Input material:

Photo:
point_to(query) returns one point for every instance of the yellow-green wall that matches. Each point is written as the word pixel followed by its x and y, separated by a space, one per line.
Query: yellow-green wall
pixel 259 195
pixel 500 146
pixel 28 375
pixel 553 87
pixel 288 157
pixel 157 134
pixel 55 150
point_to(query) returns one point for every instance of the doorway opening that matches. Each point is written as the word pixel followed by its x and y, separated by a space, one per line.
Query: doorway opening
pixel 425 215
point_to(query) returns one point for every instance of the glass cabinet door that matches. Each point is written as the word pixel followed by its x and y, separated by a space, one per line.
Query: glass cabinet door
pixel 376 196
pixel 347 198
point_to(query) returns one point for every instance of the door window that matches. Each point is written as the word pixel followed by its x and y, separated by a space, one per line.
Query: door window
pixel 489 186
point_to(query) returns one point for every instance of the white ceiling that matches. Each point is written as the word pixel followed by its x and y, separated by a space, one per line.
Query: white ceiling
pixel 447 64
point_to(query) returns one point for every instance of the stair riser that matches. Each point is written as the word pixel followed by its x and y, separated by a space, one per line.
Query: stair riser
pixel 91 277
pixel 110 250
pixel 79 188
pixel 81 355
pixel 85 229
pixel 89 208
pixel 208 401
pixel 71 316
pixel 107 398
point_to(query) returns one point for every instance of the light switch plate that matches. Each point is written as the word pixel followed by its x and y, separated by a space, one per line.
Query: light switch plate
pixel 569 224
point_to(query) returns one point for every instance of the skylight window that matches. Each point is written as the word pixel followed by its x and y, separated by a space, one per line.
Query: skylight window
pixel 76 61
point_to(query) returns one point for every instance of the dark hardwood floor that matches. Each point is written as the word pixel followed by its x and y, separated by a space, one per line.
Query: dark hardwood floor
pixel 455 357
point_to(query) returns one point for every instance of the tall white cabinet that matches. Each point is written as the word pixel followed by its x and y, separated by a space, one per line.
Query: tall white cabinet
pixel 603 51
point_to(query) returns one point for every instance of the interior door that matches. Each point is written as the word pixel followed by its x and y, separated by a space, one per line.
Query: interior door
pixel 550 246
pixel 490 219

Required work: Would you restate the entries word for word, omitting none?

Answer space:
Photo:
point_to(query) returns one point for every instance of the yellow-green wall that matches. Each point is written as the word pixel followed by its x and y, separated by a space, one per line.
Query: yellow-green wall
pixel 259 195
pixel 500 146
pixel 28 375
pixel 553 87
pixel 288 157
pixel 157 134
pixel 55 150
point_to(query) returns one point for every instance of the doorway opening that matches. Each point is written as the word pixel followed by its x and y, separated by a space, one per line.
Query: doorway opening
pixel 425 215
point_to(query) returns one point for every instance of the glass cabinet door that matches. Each point is written as the word pixel followed by its x and y, separated by a space, one per line.
Query: glass cabinet door
pixel 376 196
pixel 347 198
point_to(query) returns one point for every instance of the door window that matches. Each point is written as the word pixel followed by its x and y, separated by a space, one per line.
Query: door window
pixel 489 186
point_to(query) returns one point for every instance of the white ceiling that matches. Each point is written as the word pixel followed by its x and y, separated by a space, one per line.
Query: white ceiling
pixel 447 64
point_to(query) returns one point for every instance of the stair riser that matches. Each point is written as the word pixel followed by its x and y, separated by a space, one per line.
Query: stair riser
pixel 91 277
pixel 110 250
pixel 79 188
pixel 81 355
pixel 85 229
pixel 89 208
pixel 208 401
pixel 71 316
pixel 107 398
point_to(query) returns one point for every instance of the light switch plate that matches. Each point is written as the word pixel followed by its x and y, separated by a space, one per line.
Query: light switch plate
pixel 569 224
point_to(query) returns one point for every instance of the skylight window that matches. Each point is written as the word pixel followed by its x and y, separated by a space, one per line.
Query: skylight window
pixel 76 61
point_to(query) returns one point for every instance of the dark hardwood floor that matches. Each point is written as the word pixel followed by its x and y, separated by a space, one per line.
Query: dark hardwood floor
pixel 455 357
point_to(query) returns one point for every instance of the tall white cabinet that matches. Each point is written as the word pixel followed by its x and y, separated by a space, one per line.
Query: tall white cabinet
pixel 603 51
point_to(query) returns one point for every instance of the interior door that matches. Each point is written as the word pixel followed by its x and y, separated by a space, one per line.
Query: interior door
pixel 550 246
pixel 490 219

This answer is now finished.